[Annotated coordinate entries]
□ □ □ □ □ □ □
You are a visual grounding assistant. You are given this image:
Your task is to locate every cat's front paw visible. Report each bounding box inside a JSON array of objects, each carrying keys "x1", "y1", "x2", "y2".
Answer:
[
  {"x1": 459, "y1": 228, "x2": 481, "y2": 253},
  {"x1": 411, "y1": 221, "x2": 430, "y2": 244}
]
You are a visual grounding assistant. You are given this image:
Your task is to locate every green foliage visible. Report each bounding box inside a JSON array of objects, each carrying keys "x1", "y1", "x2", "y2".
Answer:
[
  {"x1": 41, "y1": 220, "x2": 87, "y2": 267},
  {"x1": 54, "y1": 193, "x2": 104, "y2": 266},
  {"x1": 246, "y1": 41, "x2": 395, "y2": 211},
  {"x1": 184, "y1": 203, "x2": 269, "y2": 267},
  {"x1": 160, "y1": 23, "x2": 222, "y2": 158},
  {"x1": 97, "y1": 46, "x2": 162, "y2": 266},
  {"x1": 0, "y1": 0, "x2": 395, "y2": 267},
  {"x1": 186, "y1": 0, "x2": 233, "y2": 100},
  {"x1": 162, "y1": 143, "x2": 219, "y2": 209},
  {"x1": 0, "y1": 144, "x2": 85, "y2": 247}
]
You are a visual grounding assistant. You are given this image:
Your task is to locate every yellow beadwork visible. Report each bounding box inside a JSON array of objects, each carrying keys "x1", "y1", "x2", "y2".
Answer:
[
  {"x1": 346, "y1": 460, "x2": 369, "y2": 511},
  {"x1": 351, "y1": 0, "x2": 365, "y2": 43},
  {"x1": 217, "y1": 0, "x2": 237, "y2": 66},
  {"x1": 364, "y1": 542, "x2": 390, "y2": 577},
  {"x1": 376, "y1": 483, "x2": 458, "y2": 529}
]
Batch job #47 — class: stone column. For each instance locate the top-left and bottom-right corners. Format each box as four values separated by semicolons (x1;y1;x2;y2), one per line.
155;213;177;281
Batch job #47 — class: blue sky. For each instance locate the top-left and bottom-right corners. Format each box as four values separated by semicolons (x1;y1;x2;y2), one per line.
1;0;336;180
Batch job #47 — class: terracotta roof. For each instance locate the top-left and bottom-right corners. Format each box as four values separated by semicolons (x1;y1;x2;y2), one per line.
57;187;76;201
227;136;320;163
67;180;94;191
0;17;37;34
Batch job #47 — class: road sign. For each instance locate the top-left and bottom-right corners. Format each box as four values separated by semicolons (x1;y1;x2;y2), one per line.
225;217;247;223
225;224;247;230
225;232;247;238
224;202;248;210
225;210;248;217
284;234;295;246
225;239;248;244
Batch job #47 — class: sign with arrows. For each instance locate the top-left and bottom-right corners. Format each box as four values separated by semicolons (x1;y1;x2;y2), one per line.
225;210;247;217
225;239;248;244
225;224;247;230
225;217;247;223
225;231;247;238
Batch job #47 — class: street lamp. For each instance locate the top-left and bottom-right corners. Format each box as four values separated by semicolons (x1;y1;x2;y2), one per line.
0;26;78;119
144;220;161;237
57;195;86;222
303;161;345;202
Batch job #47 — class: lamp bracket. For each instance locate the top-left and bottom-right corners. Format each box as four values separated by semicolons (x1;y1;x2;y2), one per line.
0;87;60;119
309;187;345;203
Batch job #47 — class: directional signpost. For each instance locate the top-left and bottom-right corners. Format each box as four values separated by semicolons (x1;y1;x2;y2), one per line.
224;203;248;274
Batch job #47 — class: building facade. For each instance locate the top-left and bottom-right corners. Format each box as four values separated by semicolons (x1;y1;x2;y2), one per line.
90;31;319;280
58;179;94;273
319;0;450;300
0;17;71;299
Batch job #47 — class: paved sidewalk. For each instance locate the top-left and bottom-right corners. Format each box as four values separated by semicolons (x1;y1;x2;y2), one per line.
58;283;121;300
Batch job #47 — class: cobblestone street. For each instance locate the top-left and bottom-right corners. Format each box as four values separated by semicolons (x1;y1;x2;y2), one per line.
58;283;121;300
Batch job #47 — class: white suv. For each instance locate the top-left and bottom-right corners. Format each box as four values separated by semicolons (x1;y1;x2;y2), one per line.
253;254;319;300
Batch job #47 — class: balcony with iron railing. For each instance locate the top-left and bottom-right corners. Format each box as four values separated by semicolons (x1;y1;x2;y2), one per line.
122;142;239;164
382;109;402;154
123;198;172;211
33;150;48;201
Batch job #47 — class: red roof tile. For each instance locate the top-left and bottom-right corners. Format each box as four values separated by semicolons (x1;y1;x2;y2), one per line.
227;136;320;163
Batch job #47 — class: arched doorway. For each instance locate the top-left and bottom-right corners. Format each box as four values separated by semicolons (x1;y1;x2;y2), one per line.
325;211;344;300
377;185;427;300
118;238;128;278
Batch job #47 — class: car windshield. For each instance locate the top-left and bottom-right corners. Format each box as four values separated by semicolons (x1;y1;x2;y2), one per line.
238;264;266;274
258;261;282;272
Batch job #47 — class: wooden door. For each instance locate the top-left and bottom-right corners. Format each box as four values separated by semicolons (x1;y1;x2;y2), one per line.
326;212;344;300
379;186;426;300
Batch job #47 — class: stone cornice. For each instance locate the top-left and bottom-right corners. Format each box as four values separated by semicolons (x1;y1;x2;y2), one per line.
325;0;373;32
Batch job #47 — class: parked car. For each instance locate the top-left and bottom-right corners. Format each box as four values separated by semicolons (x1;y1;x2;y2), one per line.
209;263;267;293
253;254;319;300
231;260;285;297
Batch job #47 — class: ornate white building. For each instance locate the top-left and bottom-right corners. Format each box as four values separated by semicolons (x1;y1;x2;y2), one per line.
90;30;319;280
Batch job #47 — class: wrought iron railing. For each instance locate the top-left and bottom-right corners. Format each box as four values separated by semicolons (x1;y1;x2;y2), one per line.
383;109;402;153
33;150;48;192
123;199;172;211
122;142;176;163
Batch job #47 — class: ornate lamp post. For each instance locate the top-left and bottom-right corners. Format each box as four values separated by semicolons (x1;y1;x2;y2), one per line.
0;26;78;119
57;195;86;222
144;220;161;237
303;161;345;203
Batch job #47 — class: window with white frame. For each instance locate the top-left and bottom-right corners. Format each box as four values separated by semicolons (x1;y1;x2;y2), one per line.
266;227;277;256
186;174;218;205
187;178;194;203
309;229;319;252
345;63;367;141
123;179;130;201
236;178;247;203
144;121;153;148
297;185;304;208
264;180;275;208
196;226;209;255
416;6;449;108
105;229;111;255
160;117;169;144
□ □ □ □ □ □ □
• REQUEST: Please express the lines starting at the one that contains "Batch job #47 — class: cobblestone" and ending at the one that contains "33;150;48;201" as a Markdown table with the columns Row and Line, leaving out blank lines.

• THE COMPLETED TASK:
| Row | Line |
|---|---|
| 1 | Batch job #47 — class: cobblestone street. For each instance locate the top-left and bottom-right corners. Format each box as four values separated by semicolons (x1;y1;x2;y2), one per line. |
| 2 | 58;283;121;300 |
| 3 | Batch job #47 — class: white suv. For each instance locate the top-left and bottom-right corners. Format each box as four values separated by semicolons (x1;y1;x2;y2), one per line. |
| 4 | 253;254;319;300 |
| 5 | Batch job #47 — class: balcony with iron railing. For each instance locate the top-left and bottom-right corners. Format each box as four values separated by semicolons (x1;y1;x2;y2), one per line. |
| 6 | 122;142;239;164 |
| 7 | 382;109;402;154 |
| 8 | 123;198;172;211 |
| 9 | 33;150;48;201 |